[Raw records]
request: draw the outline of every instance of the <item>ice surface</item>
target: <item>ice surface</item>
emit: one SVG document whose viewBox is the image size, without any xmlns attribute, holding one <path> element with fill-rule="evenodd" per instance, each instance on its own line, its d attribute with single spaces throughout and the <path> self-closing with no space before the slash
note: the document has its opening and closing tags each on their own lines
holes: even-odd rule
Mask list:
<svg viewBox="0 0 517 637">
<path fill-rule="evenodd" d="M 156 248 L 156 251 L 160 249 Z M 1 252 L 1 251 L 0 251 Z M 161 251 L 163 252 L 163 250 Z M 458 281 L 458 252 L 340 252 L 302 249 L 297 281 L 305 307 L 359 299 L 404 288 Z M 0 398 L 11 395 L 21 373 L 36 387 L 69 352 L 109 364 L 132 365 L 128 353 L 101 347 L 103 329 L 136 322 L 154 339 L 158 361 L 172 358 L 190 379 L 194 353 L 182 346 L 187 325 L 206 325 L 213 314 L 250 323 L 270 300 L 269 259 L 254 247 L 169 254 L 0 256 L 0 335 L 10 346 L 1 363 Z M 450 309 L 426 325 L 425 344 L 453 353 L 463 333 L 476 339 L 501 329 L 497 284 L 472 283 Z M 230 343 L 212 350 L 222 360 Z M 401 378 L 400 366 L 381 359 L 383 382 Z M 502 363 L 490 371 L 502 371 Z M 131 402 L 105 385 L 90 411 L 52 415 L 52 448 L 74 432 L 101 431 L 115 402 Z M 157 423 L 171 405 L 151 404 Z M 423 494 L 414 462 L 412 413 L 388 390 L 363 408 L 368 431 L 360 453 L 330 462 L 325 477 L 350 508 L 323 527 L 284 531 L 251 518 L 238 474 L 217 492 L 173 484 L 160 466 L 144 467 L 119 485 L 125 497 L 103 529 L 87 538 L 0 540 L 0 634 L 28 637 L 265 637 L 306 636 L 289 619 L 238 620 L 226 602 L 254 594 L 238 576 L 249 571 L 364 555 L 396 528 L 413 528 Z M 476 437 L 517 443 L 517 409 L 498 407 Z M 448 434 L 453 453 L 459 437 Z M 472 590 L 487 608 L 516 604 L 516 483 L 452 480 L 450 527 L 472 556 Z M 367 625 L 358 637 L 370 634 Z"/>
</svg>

__Given problem__: Rewrite all of the rows above, putting "frozen rink" wherever "ice surface" occurs and leaving every other character as it is.

__Answer__:
request: draw the outline of every instance of the <item>frozen rink</item>
target: <item>frozen rink</item>
emit: one SVG document whose viewBox is the image size, without any xmlns attribute, holding one <path> element with fill-rule="evenodd" per instance, each instance on its own line, its d attribute with single spaces throughout and the <path> self-closing with no space before the slash
note: the document has its opening and closing tags each on their own lines
holes: even-odd rule
Mask list:
<svg viewBox="0 0 517 637">
<path fill-rule="evenodd" d="M 156 248 L 156 251 L 160 249 Z M 1 252 L 1 251 L 0 251 Z M 161 251 L 163 252 L 163 250 Z M 458 281 L 458 252 L 340 252 L 302 249 L 297 281 L 305 307 L 359 299 L 404 288 Z M 0 398 L 11 395 L 21 373 L 36 387 L 69 352 L 109 364 L 132 365 L 128 353 L 101 347 L 103 329 L 136 322 L 154 339 L 158 361 L 172 358 L 190 379 L 194 353 L 182 346 L 187 325 L 206 325 L 213 314 L 250 323 L 270 300 L 269 259 L 254 247 L 169 254 L 0 256 L 0 335 L 10 346 L 1 363 Z M 450 309 L 426 325 L 425 344 L 453 353 L 463 333 L 476 339 L 501 329 L 497 284 L 472 283 Z M 230 343 L 212 350 L 222 360 Z M 401 378 L 400 366 L 381 359 L 383 382 Z M 502 363 L 490 371 L 502 371 Z M 131 402 L 105 385 L 90 411 L 52 415 L 52 448 L 74 432 L 101 431 L 115 402 Z M 157 423 L 171 405 L 151 404 Z M 423 494 L 414 462 L 412 413 L 388 390 L 363 408 L 368 431 L 360 453 L 330 462 L 325 477 L 350 508 L 323 527 L 284 531 L 251 518 L 238 474 L 217 492 L 173 484 L 160 466 L 144 467 L 119 485 L 125 497 L 103 529 L 87 538 L 0 540 L 0 634 L 28 637 L 265 637 L 306 636 L 289 619 L 238 620 L 226 602 L 254 594 L 238 576 L 249 571 L 364 555 L 396 528 L 413 528 Z M 476 437 L 517 443 L 517 409 L 498 407 Z M 448 434 L 453 453 L 459 437 Z M 472 590 L 487 608 L 516 604 L 516 483 L 452 480 L 450 527 L 472 556 Z M 367 625 L 358 637 L 370 634 Z"/>
</svg>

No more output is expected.